» Çalışma yönergeleri
**1.** Kendine yalan söyleme konulu metinle şu ifadelerin uyuşup uyuşmadığını evet ya da hayır ile belirtin ve her yanıtı metinden aynen alıntılanmış belirleyici sözlerle destekleyin: (a) Doğayla baş başayken insanın yalana ihtiyacı yoktur. (b) Plutarkhos bu kavramı kartal ve yılan sembolleriyle anlatmıştır. (c) Kendini aldatmanın düşünüldüğünden daha büyük bir bedeli vardır.
**2.** Kendine yalan söyleme konulu metne göre Plutarkhos bu kavramı ne zaman ve nerede dile getirmişti?

» Kaynak
-=-=-=-=-
• insanlarla iletişim arttıkça, onlara söylenen yalanlar kadar insan kendine de yalanlar söyler. dağ başında, doğa ile başbaşa iken yalana ihtiyacınız yoktur.

    insanın kendine yalan söylemesi kafasında kendi ile ilgili oluşturduğu imajla ilgilidir. oysa doğadayken siz neyseniz o'sunuz, imaja ihtiyacınız yoktur, kendinize yalanlar söylemeye de.
  • aşktandır çoğu zaman.
  • bu konuda profesyonelleşmiş insanlara "özgüven sahibi" deniyor.
  • çingeneler zamanı'nda (dom za vesanje) bu konu ile ilgili güzel bir tespit yapılmıştı: ''kendime yalan soyledigimden beri kimseye guvenmiyorum."
  • rahatsız edici olduğunda, gerçeklikten kaçınmanın bir yoludur. genellikle kendimize en çok sevdiğimiz açıklamaları yapma eğilimindeyiz. mantıksal-rasyonel düzeydeki beklentilerimizle uyuşmayan realiteden uzaklaşma eğilimi olduğu için, bu kendini aldatma olayının düşünüldüğünden çok daha büyük bir bedeli var. hayal dünyasında yaşamak.

    yaklaşık 2000 yıl önce antik yunanistan'da, plutarkhos bu kavramı aslan ve tilki sembolleriyle ifade etmişti; doğuştan gelen özelliğimiz "aslan" olmak değilse, tilkinin kurnazlığıyla ya da koyun tırsaklığıyla yaşarken aslan gibi davranırız demiş.
-=-=-=-=-
» Verilen malzeme
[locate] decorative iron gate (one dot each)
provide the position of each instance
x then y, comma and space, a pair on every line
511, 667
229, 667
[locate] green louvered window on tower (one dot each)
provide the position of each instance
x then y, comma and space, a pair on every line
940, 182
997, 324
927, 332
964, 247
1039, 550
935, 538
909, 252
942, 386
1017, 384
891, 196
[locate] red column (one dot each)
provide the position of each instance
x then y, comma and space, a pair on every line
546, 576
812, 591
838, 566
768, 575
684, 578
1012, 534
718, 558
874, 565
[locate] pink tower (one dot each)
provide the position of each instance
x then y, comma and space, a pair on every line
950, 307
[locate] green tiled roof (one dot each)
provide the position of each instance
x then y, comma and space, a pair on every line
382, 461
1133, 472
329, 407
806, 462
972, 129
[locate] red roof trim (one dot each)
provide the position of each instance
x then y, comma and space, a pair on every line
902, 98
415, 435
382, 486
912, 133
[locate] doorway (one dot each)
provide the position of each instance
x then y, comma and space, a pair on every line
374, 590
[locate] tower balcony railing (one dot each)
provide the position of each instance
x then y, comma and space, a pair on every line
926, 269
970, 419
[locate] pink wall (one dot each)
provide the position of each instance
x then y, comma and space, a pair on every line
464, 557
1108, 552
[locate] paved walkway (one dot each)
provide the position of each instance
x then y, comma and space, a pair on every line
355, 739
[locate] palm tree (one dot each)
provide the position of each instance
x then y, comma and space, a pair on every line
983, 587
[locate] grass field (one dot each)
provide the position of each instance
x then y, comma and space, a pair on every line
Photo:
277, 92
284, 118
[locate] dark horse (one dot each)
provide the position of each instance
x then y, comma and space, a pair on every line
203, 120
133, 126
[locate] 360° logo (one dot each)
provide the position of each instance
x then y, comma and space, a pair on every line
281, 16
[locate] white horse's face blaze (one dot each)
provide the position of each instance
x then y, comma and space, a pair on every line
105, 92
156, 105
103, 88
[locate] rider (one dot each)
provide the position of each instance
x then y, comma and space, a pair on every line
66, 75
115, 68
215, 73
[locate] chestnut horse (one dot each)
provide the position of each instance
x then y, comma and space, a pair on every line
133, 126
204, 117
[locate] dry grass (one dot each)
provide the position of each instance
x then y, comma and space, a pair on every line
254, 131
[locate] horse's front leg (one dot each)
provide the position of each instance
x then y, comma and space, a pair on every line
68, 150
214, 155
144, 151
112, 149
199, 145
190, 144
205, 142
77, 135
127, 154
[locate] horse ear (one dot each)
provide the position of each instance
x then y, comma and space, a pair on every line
-=-=-=-=-
» Alıştırma yanıtları
**1.**
(a) Evet: "dağ başında, doğa ile başbaşa iken yalana ihtiyacınız yoktur."
(b) Hayır: "plutarkhos bu kavramı aslan ve tilki sembolleriyle ifade etmişti"
(c) Evet: "bu kendini aldatma olayının düşünüldüğünden çok daha büyük bir bedeli var."

**2.** Yaklaşık 2000 yıl önce, antik Yunanistan'da.